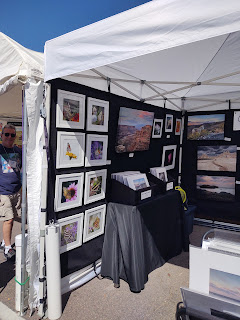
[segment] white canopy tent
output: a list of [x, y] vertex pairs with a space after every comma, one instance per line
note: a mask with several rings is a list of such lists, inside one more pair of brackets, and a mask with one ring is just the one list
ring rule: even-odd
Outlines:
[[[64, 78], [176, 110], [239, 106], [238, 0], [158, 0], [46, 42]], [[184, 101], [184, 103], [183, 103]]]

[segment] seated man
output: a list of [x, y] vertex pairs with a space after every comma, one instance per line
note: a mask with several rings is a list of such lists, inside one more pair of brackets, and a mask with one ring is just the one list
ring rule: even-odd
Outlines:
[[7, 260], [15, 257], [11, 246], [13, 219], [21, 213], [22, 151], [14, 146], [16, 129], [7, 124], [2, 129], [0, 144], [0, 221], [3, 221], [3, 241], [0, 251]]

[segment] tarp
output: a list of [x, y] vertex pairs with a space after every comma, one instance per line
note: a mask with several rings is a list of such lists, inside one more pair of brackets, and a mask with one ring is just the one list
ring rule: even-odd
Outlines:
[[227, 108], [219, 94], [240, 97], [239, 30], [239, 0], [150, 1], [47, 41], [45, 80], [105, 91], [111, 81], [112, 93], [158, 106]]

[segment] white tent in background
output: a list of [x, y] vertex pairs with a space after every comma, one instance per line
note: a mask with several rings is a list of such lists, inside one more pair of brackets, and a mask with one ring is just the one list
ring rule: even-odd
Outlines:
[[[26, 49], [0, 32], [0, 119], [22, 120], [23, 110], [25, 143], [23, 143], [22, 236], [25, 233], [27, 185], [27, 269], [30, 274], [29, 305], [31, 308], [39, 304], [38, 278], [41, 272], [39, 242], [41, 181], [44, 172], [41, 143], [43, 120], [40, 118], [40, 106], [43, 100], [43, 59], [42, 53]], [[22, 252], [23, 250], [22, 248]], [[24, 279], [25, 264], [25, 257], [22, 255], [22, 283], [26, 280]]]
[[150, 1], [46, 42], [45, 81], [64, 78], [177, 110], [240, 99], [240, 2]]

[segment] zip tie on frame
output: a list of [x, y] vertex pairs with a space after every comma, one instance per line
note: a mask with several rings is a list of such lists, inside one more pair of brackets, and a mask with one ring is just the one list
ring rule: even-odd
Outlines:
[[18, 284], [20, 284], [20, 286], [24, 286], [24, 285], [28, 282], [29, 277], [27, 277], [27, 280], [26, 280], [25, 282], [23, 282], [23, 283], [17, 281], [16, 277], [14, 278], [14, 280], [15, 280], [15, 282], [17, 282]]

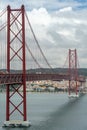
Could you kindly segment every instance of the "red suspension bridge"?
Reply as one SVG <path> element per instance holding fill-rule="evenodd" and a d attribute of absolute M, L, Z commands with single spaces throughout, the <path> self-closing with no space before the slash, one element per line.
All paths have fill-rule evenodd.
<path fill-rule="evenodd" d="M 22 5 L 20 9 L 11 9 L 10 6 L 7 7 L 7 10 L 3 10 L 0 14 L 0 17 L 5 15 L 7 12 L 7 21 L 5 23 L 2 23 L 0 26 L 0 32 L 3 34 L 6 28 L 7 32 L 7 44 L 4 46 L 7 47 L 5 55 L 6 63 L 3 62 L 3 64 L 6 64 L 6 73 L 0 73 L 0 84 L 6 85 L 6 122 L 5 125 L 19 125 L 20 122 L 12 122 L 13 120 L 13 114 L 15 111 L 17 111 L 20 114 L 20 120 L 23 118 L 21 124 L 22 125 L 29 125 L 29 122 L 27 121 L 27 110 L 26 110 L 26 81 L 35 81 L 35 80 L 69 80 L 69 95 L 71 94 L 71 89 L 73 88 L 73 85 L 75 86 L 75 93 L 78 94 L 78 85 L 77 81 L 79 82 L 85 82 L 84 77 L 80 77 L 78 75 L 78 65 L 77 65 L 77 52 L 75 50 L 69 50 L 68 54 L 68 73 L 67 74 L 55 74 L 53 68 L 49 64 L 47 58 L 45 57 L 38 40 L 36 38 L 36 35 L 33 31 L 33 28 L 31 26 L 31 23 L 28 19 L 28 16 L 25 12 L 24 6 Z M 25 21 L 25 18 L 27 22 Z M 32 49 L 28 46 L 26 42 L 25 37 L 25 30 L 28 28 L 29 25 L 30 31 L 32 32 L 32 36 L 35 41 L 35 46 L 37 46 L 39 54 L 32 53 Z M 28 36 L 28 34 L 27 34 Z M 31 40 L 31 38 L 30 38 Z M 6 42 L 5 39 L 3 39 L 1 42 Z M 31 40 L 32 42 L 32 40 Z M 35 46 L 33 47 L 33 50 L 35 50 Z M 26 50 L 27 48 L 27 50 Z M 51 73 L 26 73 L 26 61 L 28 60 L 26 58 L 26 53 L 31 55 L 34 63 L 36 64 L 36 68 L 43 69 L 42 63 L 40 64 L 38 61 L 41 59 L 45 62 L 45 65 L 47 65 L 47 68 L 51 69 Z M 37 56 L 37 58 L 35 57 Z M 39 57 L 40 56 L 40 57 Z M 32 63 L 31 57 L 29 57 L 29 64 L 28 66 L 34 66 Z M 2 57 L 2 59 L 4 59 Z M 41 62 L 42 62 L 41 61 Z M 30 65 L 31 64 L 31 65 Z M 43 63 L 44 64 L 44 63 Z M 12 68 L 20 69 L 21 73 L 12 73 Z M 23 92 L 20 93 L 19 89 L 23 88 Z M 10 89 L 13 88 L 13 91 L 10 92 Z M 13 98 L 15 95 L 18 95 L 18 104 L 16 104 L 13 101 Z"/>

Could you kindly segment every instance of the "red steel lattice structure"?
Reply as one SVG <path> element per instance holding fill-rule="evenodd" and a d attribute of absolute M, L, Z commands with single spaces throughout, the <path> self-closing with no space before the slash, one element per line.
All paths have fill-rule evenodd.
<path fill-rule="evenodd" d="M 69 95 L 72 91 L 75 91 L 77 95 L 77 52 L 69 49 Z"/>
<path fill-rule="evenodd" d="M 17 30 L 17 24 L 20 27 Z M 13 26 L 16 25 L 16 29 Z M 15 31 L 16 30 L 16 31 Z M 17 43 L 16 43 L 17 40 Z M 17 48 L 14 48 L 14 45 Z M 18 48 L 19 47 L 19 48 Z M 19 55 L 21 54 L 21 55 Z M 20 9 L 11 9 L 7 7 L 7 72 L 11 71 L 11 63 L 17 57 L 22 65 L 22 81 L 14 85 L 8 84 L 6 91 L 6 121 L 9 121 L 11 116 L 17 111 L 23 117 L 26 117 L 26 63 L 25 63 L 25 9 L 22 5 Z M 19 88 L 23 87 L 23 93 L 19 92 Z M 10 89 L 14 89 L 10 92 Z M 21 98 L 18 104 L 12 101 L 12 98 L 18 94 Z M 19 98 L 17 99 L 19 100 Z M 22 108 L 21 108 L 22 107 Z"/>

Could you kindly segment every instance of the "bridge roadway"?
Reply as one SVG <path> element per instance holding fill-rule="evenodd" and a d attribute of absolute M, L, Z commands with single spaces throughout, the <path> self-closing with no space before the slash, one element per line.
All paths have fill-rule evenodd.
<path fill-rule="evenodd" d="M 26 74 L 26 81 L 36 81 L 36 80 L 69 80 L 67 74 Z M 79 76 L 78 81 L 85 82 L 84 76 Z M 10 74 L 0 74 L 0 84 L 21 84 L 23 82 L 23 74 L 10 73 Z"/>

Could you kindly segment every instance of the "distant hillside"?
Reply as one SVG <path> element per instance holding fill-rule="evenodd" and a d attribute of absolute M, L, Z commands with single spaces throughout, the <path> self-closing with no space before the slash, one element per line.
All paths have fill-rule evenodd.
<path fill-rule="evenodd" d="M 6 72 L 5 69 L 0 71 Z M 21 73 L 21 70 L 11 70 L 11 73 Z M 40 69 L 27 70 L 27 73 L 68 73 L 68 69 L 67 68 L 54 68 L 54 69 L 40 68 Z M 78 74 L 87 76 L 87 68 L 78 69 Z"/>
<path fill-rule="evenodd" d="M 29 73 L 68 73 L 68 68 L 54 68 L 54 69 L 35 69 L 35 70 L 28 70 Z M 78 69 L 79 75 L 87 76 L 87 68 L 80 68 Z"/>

————

### WORK REQUIRED
Show each line from the material above where the string "white" can be found.

### FINISHED TASK
[segment] white canopy tent
[segment] white tent in background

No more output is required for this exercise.